# Data for the task start

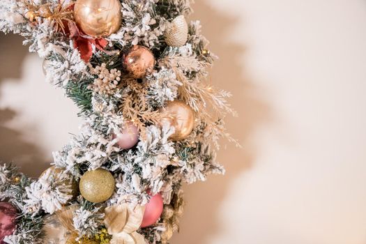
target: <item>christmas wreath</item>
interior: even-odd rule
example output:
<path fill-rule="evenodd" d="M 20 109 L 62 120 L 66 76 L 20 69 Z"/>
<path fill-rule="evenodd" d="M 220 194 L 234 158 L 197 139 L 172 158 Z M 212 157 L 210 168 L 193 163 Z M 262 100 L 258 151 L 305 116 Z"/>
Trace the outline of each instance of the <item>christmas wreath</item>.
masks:
<path fill-rule="evenodd" d="M 1 0 L 0 30 L 43 59 L 80 132 L 37 179 L 0 166 L 0 243 L 167 243 L 182 185 L 222 174 L 235 114 L 190 0 Z"/>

# Data for the task end

### Task directions
Copy out every item above word for word, but leave out the pictures.

### Finished answer
target: <item>christmas wreath</item>
interior: even-odd rule
example output:
<path fill-rule="evenodd" d="M 20 109 L 62 120 L 66 76 L 20 69 Z"/>
<path fill-rule="evenodd" d="M 220 194 L 234 158 L 197 139 L 172 158 Z M 212 157 L 210 168 L 193 163 Z M 262 100 L 258 151 L 305 116 Z"/>
Trace the outline of each instance of the <item>christmas wreath</item>.
masks:
<path fill-rule="evenodd" d="M 1 0 L 0 30 L 43 59 L 80 132 L 37 179 L 0 166 L 0 243 L 167 243 L 182 185 L 222 174 L 235 114 L 190 0 Z"/>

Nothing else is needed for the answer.